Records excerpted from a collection
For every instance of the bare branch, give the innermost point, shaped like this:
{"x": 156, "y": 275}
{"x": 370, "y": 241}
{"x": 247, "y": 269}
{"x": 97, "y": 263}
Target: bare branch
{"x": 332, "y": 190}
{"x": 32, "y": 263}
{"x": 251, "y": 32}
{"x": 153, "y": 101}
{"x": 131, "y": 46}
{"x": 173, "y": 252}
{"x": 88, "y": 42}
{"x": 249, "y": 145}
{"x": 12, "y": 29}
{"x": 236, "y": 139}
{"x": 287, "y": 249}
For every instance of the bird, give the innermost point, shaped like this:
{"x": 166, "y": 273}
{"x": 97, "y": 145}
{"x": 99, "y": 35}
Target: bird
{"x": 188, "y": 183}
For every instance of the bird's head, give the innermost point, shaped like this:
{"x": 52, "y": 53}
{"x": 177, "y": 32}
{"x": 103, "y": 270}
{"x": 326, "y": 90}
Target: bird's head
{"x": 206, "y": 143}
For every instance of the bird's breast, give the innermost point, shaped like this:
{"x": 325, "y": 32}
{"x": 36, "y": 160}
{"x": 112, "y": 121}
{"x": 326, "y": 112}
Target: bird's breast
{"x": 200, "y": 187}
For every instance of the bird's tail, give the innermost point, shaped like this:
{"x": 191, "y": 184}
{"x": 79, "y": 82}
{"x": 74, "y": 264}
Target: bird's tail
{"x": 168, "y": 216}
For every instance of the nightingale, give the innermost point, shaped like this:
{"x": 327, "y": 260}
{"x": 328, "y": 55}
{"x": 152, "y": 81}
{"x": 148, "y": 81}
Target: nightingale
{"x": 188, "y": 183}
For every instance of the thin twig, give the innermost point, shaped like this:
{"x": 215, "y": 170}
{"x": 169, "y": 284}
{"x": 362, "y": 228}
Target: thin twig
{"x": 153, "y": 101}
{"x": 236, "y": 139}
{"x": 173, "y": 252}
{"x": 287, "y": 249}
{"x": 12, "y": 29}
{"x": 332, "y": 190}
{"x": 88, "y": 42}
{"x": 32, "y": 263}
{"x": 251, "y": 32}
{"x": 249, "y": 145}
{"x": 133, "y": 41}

Your instructions
With the line containing "For every instance of the nightingale, give" as the first and the last line of the records as the final one, print exactly the lines in that span.

Result of the exercise
For every instance of the nightingale, give the innermost point, shaped like this:
{"x": 327, "y": 260}
{"x": 328, "y": 55}
{"x": 152, "y": 81}
{"x": 148, "y": 81}
Target: nightingale
{"x": 188, "y": 183}
For every instance of the thin twig, give the innermost point, shaped like this:
{"x": 215, "y": 170}
{"x": 169, "y": 284}
{"x": 362, "y": 228}
Target: thin twig
{"x": 153, "y": 101}
{"x": 236, "y": 139}
{"x": 173, "y": 252}
{"x": 287, "y": 249}
{"x": 12, "y": 29}
{"x": 332, "y": 190}
{"x": 88, "y": 42}
{"x": 32, "y": 263}
{"x": 251, "y": 32}
{"x": 249, "y": 145}
{"x": 133, "y": 41}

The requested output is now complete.